'''
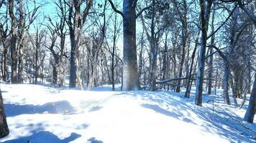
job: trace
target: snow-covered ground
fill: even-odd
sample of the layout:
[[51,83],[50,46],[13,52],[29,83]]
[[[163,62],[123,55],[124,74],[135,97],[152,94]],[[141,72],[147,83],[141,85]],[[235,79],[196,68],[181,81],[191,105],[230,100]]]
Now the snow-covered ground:
[[[242,109],[204,96],[202,107],[183,94],[92,91],[1,83],[10,134],[0,142],[255,142],[256,124]],[[214,101],[214,102],[212,102]]]

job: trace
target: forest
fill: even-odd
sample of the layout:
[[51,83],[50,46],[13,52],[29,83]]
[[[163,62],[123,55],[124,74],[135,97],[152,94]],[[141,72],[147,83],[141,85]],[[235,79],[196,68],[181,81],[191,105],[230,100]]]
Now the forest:
[[255,26],[253,0],[0,0],[0,142],[256,142]]

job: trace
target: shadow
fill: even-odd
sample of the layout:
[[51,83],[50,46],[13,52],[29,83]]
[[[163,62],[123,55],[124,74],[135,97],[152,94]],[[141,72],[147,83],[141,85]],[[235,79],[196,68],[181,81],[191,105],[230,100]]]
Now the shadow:
[[101,109],[102,108],[103,108],[103,107],[99,107],[99,106],[93,107],[91,108],[89,112],[96,112],[96,111]]
[[[204,95],[203,107],[194,105],[193,94],[187,99],[183,94],[173,92],[123,92],[116,95],[140,99],[143,101],[141,107],[144,108],[194,124],[201,127],[201,130],[216,134],[231,142],[254,142],[256,139],[256,124],[250,129],[245,127],[242,117],[235,114],[236,109],[233,110],[230,109],[232,107],[220,102],[223,99],[219,95]],[[214,103],[207,103],[209,100]]]
[[1,92],[3,94],[3,93],[6,93],[8,92],[7,91],[4,91],[4,90],[1,90]]
[[176,112],[169,112],[168,110],[163,109],[163,108],[160,107],[158,105],[156,104],[143,104],[141,105],[142,107],[144,108],[147,108],[147,109],[152,109],[155,112],[164,114],[165,116],[168,116],[168,117],[171,117],[173,118],[175,118],[177,119],[180,119],[180,118],[182,118],[182,120],[188,122],[188,123],[193,123],[194,124],[196,124],[196,123],[194,123],[192,120],[184,117],[184,116],[181,116],[181,114],[177,114]]
[[14,117],[20,114],[76,114],[76,110],[67,101],[49,102],[43,105],[17,105],[5,104],[6,114],[7,117]]
[[87,140],[86,143],[103,143],[102,141],[95,139],[95,137],[91,137]]
[[70,137],[60,139],[55,134],[50,132],[40,132],[29,137],[21,137],[4,142],[5,143],[68,143],[81,137],[81,135],[71,133]]

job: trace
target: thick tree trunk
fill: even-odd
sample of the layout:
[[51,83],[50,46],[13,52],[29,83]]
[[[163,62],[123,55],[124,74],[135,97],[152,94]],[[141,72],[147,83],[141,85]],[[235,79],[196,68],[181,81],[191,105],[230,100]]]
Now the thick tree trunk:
'''
▶ Exercise brief
Retype all of the lines above word for word, but leave out any pictures.

▶ Full solution
job: trace
target: snow-covered ground
fill: even-odd
sample of the layout:
[[51,83],[50,46],[13,52],[29,83]]
[[[163,62],[123,55],[124,74],[135,97],[152,94]],[[141,72],[147,83],[141,85]],[[235,79],[196,68],[181,81],[191,105],[230,100]]]
Now the snow-covered ground:
[[[242,109],[204,96],[202,107],[183,94],[92,91],[1,83],[10,134],[0,142],[255,142],[256,124]],[[214,101],[214,102],[212,102]]]

job: trace
target: forest
fill: even-odd
sample of the layout:
[[51,83],[50,46],[13,52],[29,83]]
[[[163,62],[123,55],[124,74],[135,97],[152,94]],[[141,72],[147,83],[141,85]],[[235,79],[196,68],[181,81],[191,105],[230,100]]]
Now the forest:
[[255,26],[253,0],[0,0],[0,142],[256,142]]

job: trace
target: shadow
fill: even-odd
sample of the layout:
[[51,83],[50,46],[13,52],[29,83]]
[[[163,62],[123,55],[124,74],[135,97],[152,94]],[[141,72],[147,83],[141,85]],[[235,79],[196,68],[181,81],[191,105],[230,100]]]
Now the shadow:
[[101,109],[102,108],[103,108],[103,107],[99,107],[99,106],[93,107],[91,108],[89,112],[96,112],[96,111]]
[[[204,95],[203,107],[194,105],[193,94],[187,99],[183,94],[173,92],[123,92],[116,95],[140,99],[143,101],[141,107],[144,108],[194,124],[201,127],[201,130],[216,134],[231,142],[254,142],[256,139],[256,124],[250,129],[245,127],[242,117],[235,114],[236,109],[233,110],[230,109],[232,107],[220,102],[223,99],[219,95]],[[214,103],[207,103],[209,100]]]
[[1,92],[3,94],[3,93],[6,93],[8,92],[7,91],[4,91],[4,90],[1,90]]
[[176,112],[169,112],[168,110],[163,109],[163,108],[160,107],[158,105],[156,104],[143,104],[141,105],[142,107],[144,108],[147,108],[147,109],[152,109],[155,112],[164,114],[165,116],[168,116],[168,117],[171,117],[173,118],[175,118],[177,119],[180,119],[180,118],[182,118],[182,120],[188,122],[188,123],[193,123],[194,124],[196,124],[196,123],[194,123],[192,120],[184,117],[184,116],[181,116],[181,114],[177,114]]
[[14,117],[20,114],[76,114],[76,110],[67,101],[49,102],[43,105],[17,105],[5,104],[6,114],[7,117]]
[[87,140],[86,143],[103,143],[102,141],[95,139],[95,137],[91,137]]
[[70,137],[60,139],[55,134],[50,132],[40,132],[29,137],[21,137],[4,142],[5,143],[68,143],[81,137],[81,135],[71,133]]

job: trace
target: thick tree trunk
fill: even-odd
sample of the layout:
[[51,83],[50,46],[13,52],[29,83]]
[[[163,62],[123,55],[124,74],[135,97],[152,94]],[[141,72],[147,83],[141,85]],[[235,79],[196,68],[181,81],[191,105],[230,100]]]
Now the thick tree trunk:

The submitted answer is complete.